▶ [Short task]
Include in the output the line containing "Provide the location of every instance of the candle" and each subsequent line of the records, through the end, transcribed exactly. Add nothing else.

Point-based annotation data

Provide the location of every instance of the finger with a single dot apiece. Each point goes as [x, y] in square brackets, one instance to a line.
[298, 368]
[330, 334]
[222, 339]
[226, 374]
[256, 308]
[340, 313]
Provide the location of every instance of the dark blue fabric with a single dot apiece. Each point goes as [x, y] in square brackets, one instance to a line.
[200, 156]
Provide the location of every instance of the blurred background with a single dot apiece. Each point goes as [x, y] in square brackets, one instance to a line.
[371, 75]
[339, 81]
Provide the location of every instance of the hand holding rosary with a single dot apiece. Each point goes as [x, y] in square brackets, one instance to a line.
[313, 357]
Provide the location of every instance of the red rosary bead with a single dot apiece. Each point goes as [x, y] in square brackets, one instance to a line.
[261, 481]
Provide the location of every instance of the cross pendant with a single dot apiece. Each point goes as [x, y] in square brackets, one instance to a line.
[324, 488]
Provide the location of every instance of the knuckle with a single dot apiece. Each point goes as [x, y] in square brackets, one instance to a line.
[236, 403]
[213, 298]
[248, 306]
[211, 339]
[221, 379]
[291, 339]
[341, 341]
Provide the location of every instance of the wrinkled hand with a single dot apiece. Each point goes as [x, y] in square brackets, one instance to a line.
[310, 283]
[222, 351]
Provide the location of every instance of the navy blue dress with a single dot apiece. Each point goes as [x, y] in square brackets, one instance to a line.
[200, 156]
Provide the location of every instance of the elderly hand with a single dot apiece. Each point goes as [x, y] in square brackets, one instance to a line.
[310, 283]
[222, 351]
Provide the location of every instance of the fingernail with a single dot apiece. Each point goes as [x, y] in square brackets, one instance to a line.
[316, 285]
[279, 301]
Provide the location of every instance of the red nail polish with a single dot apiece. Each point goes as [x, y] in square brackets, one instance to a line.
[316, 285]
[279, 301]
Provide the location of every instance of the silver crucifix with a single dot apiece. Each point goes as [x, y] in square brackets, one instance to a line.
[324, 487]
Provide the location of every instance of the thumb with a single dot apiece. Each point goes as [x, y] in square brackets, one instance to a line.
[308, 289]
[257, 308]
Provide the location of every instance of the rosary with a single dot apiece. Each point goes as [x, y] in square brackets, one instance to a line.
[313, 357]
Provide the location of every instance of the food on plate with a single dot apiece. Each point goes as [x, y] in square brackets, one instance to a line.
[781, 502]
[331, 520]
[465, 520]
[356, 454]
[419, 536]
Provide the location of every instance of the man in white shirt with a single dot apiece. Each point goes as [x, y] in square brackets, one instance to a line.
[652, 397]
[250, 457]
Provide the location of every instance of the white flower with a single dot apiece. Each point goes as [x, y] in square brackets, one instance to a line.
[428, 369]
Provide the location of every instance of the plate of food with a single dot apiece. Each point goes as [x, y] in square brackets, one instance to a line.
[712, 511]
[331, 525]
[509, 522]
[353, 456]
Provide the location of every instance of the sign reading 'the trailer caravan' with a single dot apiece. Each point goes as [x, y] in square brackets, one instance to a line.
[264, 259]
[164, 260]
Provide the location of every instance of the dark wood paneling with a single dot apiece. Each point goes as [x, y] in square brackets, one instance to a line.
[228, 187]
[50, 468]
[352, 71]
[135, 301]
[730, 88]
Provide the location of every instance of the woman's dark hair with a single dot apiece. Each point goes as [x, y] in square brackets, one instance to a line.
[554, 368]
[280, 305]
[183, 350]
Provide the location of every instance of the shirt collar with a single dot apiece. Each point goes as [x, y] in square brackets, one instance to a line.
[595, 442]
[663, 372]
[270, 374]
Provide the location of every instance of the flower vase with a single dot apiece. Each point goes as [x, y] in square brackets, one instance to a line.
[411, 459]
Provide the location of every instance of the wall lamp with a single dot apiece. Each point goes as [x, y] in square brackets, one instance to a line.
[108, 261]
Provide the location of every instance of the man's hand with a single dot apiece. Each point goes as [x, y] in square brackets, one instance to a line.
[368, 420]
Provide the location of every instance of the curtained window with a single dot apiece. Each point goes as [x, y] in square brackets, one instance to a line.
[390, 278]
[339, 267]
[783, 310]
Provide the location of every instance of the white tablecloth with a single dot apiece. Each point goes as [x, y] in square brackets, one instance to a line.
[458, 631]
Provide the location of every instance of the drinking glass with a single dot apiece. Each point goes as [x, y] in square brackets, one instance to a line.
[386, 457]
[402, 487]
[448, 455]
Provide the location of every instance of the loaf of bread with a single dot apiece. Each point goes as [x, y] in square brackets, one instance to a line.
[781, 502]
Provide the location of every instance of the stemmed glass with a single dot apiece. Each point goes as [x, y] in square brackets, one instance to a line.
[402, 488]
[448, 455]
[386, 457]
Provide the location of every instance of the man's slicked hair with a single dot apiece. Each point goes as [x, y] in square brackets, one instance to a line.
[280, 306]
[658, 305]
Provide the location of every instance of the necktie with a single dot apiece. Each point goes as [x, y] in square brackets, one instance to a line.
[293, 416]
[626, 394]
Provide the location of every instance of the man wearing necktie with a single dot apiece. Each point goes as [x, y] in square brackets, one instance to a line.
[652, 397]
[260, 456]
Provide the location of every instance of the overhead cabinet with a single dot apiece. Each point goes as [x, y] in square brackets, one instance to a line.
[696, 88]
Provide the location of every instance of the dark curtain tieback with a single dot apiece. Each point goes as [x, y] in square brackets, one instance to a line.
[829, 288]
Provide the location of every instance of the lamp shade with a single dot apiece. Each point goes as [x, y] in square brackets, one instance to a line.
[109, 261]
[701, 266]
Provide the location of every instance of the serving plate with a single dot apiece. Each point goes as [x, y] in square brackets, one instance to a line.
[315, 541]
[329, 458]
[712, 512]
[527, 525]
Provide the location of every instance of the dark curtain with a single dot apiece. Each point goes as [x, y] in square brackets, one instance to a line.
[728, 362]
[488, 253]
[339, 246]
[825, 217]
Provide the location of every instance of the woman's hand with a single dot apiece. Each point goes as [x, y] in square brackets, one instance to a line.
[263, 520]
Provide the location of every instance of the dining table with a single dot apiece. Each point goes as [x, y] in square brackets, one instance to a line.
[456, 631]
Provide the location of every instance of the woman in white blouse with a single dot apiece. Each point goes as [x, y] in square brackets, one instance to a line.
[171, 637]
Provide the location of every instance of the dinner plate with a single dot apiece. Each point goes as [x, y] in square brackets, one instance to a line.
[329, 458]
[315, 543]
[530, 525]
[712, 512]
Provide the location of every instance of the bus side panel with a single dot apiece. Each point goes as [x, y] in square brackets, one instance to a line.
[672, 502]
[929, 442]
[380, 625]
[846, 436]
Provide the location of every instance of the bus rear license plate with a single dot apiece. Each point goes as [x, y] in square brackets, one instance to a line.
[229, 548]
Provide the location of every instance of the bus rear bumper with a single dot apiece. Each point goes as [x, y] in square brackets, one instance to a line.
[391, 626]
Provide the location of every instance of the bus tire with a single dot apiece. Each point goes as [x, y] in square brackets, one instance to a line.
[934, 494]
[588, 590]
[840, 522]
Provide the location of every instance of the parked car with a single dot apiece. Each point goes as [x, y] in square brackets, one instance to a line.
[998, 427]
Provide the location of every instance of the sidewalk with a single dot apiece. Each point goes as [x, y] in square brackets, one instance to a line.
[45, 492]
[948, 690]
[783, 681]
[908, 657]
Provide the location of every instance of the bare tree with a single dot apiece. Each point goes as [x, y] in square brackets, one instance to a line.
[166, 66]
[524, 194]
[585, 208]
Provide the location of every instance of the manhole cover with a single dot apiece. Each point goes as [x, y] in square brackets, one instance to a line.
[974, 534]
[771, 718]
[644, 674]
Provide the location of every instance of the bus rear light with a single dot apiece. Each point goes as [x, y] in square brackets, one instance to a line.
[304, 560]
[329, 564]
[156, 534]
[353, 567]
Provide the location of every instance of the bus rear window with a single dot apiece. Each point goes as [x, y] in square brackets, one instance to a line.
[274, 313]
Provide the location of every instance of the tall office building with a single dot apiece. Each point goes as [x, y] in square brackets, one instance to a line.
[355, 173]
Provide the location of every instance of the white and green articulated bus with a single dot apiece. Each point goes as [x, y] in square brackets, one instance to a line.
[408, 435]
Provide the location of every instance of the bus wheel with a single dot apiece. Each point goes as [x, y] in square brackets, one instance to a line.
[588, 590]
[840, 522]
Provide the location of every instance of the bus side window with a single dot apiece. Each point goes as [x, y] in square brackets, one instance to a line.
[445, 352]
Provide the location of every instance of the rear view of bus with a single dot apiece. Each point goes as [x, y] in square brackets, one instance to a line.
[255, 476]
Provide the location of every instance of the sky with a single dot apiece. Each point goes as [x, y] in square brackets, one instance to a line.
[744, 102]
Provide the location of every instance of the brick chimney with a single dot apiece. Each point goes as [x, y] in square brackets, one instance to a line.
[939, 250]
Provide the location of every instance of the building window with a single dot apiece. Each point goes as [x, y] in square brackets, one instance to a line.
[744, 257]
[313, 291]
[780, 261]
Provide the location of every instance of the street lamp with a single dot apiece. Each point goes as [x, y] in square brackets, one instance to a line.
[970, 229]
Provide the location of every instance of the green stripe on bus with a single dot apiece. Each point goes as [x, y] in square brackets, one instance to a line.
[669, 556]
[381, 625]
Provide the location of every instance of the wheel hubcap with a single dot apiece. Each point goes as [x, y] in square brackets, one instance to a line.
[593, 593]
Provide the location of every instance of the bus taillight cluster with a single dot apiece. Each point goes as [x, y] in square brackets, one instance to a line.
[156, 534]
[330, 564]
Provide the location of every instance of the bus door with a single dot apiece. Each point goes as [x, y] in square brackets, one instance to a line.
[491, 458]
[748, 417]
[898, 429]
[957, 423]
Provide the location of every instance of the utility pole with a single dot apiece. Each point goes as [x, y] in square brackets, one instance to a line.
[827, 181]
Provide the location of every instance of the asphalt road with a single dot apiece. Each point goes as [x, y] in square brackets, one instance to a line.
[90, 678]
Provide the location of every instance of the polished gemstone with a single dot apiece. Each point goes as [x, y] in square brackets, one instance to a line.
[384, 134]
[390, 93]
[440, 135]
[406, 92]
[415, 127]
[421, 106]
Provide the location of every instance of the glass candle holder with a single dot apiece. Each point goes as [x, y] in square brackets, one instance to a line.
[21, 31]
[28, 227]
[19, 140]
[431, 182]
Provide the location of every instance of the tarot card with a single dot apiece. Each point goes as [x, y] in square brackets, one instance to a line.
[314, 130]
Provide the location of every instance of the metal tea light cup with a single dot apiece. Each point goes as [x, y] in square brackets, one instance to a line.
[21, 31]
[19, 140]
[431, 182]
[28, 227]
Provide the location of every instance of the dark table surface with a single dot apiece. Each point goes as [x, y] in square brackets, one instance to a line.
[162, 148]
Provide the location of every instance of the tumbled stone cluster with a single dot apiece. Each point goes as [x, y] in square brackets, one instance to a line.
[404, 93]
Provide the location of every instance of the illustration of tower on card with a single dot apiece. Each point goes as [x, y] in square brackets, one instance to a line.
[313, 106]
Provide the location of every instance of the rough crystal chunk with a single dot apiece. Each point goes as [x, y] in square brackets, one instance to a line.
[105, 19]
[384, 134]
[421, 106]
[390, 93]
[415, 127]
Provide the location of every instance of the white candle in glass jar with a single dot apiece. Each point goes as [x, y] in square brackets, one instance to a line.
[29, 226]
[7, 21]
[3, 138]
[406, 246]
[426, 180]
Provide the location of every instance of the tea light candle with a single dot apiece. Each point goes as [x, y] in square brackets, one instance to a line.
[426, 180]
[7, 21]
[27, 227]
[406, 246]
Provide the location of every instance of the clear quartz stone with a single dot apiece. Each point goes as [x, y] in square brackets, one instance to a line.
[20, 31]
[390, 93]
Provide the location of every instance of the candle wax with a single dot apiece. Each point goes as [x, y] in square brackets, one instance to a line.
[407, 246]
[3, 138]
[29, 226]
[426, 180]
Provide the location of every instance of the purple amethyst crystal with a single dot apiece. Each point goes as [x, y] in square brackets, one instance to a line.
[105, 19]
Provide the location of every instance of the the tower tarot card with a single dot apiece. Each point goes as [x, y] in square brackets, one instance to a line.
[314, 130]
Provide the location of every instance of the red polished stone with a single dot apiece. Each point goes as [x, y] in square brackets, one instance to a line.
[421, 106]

▶ [Task result]
Provide the location of every instance of the candle wax with a single dot apiece. Each point goes as [x, y] in square brackets, one instance to a line.
[407, 246]
[3, 138]
[29, 226]
[426, 180]
Provide the location of every instance of the purple amethyst crystal with a single dot apiece. Each point goes as [x, y] in square brackets, one instance to a line.
[105, 19]
Provide the location of every instance of the the tower tarot card with a single dot apiece. Each point goes as [x, y] in square brackets, one instance to a line.
[314, 130]
Provide the location of every instance of the red polished stone with a single dot apiece. Each point goes as [x, y] in square brackets, one instance to a line.
[421, 106]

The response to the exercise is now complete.